*REQUIRED ACTION 1*
Answer these questions about the article on Tom Moore's award:
(a) Which three counties does the Harold Grinspoon program cover?
(b) What are the plans that lay out special education instruction, supports, and services called?
(c) How many years in all has Moore worked in this type of field?
*REQUIRED ACTION 2*
Can you write the next few paragraphs of the article on Tom Moore's Teacher of the Year award, picking up after its last sentence?

*TEXT*
>>>>>
NORTHAMPTON – Tom Moore, the adjustment counselor at Smith Vocational & Agricultural High School, recently won the Harold Grinspoon Foundation Teacher of the Year award.

According to the Harold Grinspoon website, the program annually honors more than a hundred outstanding Western Massachusetts educators in Franklin, Hampshire, and Hampden counties and seeks to motivate teachers at all stages of their careers to aspire to excellence.

“I was a little blown away at first,” Moore told Reminder Publishing, reminiscing on when he initially heard about the award. “It’s a pretty big deal, and I’m excited about it.”

Moore said that his main job on a day-to-day basis is meeting with students who have Individualized Education Programs (IEPs), which are maps that lay out a program of special education instruction, supports, and services students need to make progress and thrive in school.

“Beyond that, with COVID[-19], my job has expanded quite a bit,” said Moore. “A lot of it is dealing with kids who have anxiety, depression, trauma … I think we’ve had a lot of kids who’ve had a lot of loss the last couple of years. Anxieties are pretty much an epidemic in all the schools right now.”

The next few months will be integral, according to Moore, since many students still face anxiety from the last two years of the pandemic, and even some years before that. “I don’t think a lot is going to change, other than I can finally see their faces now,” said Moore. “We’re still dealing with eating disorders, self-harm, kids with panic attacks, kids with anxiety. All that is still really, really high. Hopefully having some sense of normalcy will help us teach them some of the skills they need to work through that a little better.”

Moore told Reminder Publishing that he has been an adjustment counselor for close to a decade at Smith Vocational. Before that, he worked at therapeutic boarding schools, as well as the Tri-County Schools in Easthampton. In all, he has been working in this type of field for 22 years.
<<<<<
*RAW DATA*
>>>>>
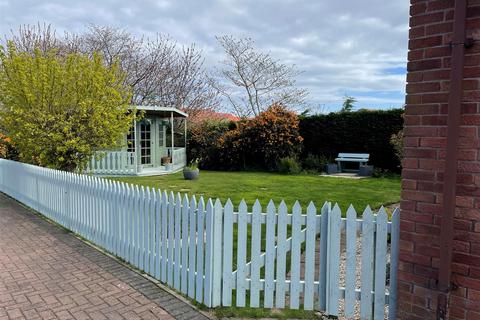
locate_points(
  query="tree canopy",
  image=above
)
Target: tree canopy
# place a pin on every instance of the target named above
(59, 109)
<<<<<
>>>>>
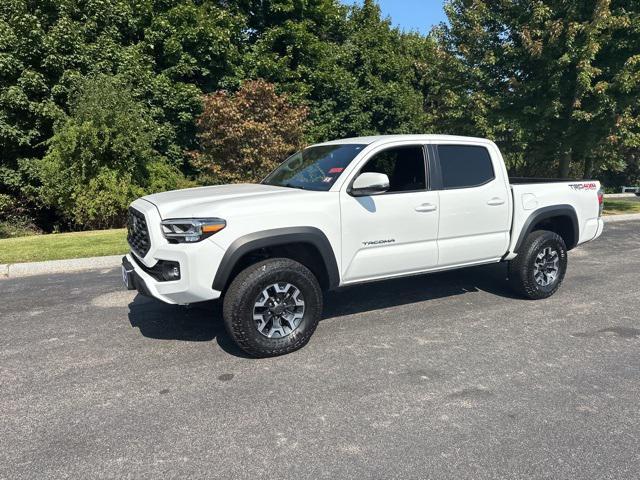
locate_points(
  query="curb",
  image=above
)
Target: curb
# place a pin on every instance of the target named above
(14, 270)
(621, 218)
<<<<<
>>>>>
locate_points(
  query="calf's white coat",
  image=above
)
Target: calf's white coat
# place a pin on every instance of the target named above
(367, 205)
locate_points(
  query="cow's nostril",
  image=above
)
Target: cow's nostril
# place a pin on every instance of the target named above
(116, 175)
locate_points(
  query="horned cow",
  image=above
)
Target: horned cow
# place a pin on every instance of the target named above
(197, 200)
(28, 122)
<<<<<
*OUTPUT 1*
(a) Franklin, Hampshire, and Hampden counties
(b) Individualized Education Programs (IEPs)
(c) 22 years

*OUTPUT 2*
According to Moore, most schools have 10 to 12 percent of students who have IEPs, but at Smith, that number is closer to 50 percent.

The adjustment counselor said that watching student succeed in multiple facets brings him the most joy as an educator. “Some may come in from middle school barely passing, and then by the time they’re seniors, they’re going to college,” said Moore, when speaking on the rewarding aspects of his job. “Seeing students grow and realize they are a lot better learners than they thought they were. We’ve seen a lot of great outcomes.”

After becoming a history major as an undergraduate student, Moore joined the Peace Corps for three years when he was younger. Immediately following this period, Moore decided to go into public mental health work, and got his master’s degree after finding out he really enjoyed the field. “I just found I really enjoyed working with kids that the rest of society either missed or have given up on,” said Moore.

When asked to what he attributes his success, Moore mentioned his determination and hard-working mentality. “Honestly, I work with a lot of great people,” said Moore. “The other counselors I work with at the school are really, really good and we all support each other.